Watts explained that the almond industry in Central California is a prime example of the benefits of mason bees to both agriculture and apiculture. Every spring, about 90% of working honeybee colonies in the United States are shipped to 1.5 million acres of almond orchards in CA to pollinate the trees. Farmers will place about two honeybee hives per acre for maximum pollination efficiency, but that ratio of bees to blossoms can be challenging for the bees, due to the small amount of nectar almond trees naturally create, Watts explained.
“They can barely survive on that; honeybees need lots of nectar, and that’s about the nectar load for honeybees — almonds are. It’s really tough on the honeybees. So when we add our mason bees, they reduce the honeybees’ workload down to one honeybee hive, there’s tons of nectar for them and tons of pollen, so the honeybees come out healthier,” said Watts.
Blue orchard mason bees do not form hives like honeybees, nor do they sting, nor do they chew holes in wood, explained McKelvie: they’re a gentle but solitary bee species that just collects enough pollen to sustain larvae while it grows and matures.
Blue orchard mason bees live only about seven weeks, during which they seek burrows in warm, dry locations to lay eggs and raise their young, usually between 5-15 larvae at a time (compared to about 2,000 eggs daily from a honeybee queen). Each female mason bee selects her own individual burrow, which she will divide into cells separated by a cap of mud. Inside each cell, she lays one egg and adds a large “pollen loaf” for the larvae to feed on when it hatches.
Once the larvae develop inside its mud cell, it forms a cocoon, then overwinters to hatch as an adult bee in early spring.
“You can hear a cracking, kind of like a Rice Krispie — when you go out into your yard in the spring, and you hear that crunching noise coming from your bee house, those are the bees chewing through the cocoon to start to emerge,” said McKelvie. “When you open up your bee house, you can see the mud, the pollen, the teeny tiny little babies, and the mud. That’s what the inside of your nesting chamber looks like. It’s fascinating how these little bees work.”
Efforts to raise native pollinator diversity in Bainbridge’s public natural spaces are on the rise.
In 2021, the BI Metro Parks and Recreation District partnered with Rent Mason Bees to release about 1,600 bees in various historic orchards and meadows around the island to strengthen the resilience of the orchards and native plants in surrounding parks. In July 2025, BIMPRD announced that part of the open space at Battle Point Park will be converted to a pollinator meadow, with native plants that specifically support blue orchard mason bees, among other pollinators, starting in May 2026.

######

■ Exercise set:
1) In the mason bee article, how long do blue orchard mason bees live?
2) Condense the paragraph of the mason bee article that opens "Blue orchard mason bees live only about seven weeks" into a bulleted list that keeps its main facts.
3) From the mason bee article, output the passage that begins at the words "Blue orchard mason bees live" and stops after "in early spring.". Reproduce it with no changes.
The records that come next are not needed for any of this work.

■ Data extract:

######

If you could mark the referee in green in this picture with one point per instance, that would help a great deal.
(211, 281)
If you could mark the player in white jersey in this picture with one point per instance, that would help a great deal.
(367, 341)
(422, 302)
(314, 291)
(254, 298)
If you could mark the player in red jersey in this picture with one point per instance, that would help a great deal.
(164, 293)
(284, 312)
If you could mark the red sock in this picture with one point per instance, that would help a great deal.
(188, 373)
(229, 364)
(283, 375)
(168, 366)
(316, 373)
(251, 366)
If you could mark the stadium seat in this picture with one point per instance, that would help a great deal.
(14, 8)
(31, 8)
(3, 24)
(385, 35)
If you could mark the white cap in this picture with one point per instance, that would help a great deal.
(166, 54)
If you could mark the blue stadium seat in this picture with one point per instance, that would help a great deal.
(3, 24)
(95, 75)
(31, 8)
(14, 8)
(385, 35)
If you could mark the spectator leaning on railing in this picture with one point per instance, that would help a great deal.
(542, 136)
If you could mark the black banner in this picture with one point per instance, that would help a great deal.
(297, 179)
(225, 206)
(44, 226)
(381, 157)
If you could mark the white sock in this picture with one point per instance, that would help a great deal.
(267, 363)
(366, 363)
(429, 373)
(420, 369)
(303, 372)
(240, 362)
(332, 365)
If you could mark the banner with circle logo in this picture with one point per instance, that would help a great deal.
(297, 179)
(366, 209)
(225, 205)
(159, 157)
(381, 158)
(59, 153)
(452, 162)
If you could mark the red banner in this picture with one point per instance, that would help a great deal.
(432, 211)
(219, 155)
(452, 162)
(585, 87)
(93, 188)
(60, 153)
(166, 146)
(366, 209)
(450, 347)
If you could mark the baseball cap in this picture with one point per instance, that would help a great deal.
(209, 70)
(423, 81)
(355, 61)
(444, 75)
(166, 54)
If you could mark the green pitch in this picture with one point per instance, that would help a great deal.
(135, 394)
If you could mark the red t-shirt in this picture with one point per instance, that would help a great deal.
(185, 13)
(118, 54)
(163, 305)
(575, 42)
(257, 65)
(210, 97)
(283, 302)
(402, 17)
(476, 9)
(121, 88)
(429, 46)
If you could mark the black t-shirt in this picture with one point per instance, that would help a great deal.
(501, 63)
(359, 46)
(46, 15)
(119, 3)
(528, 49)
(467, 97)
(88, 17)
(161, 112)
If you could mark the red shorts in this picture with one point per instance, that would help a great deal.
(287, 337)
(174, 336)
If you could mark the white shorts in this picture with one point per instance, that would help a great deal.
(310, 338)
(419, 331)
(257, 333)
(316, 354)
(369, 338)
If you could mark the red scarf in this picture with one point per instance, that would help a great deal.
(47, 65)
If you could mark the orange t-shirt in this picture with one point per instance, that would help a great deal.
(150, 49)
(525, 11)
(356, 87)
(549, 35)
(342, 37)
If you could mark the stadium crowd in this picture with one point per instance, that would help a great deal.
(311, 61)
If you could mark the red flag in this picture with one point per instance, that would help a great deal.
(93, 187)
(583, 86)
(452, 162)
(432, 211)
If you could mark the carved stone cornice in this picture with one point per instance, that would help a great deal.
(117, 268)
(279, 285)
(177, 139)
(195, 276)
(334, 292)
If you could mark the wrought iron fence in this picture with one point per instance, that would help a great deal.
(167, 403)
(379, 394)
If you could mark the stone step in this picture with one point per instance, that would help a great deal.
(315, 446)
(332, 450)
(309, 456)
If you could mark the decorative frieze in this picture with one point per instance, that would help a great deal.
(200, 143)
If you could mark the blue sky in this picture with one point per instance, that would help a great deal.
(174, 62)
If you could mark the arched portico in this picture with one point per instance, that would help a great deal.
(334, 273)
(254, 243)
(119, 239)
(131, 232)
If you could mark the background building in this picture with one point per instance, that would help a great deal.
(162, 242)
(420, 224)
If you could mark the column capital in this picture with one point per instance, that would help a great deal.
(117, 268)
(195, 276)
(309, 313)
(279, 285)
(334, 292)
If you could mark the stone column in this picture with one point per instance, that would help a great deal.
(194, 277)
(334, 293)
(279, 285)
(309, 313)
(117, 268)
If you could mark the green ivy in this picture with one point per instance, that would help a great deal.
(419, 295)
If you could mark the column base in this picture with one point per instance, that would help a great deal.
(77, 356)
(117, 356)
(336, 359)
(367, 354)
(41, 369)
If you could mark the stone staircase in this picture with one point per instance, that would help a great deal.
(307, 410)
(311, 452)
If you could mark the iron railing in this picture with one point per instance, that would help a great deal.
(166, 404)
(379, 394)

######

■ Task results:
1) About seven weeks.

2)
- Blue orchard mason bees live about seven weeks.
- They seek burrows in warm, dry locations to lay eggs and raise young, usually 5-15 larvae at a time, compared with about 2,000 eggs daily from a honeybee queen.
- Each female picks her own burrow and divides it into cells separated by mud caps.
- She lays one egg per cell and adds a large "pollen loaf" for the larva to eat after hatching.

3)
Blue orchard mason bees live only about seven weeks, during which they seek burrows in warm, dry locations to lay eggs and raise their young, usually between 5-15 larvae at a time (compared to about 2,000 eggs daily from a honeybee queen). Each female mason bee selects her own individual burrow, which she will divide into cells separated by a cap of mud. Inside each cell, she lays one egg and adds a large “pollen loaf” for the larvae to feed on when it hatches.
Once the larvae develop inside its mud cell, it forms a cocoon, then overwinters to hatch as an adult bee in early spring.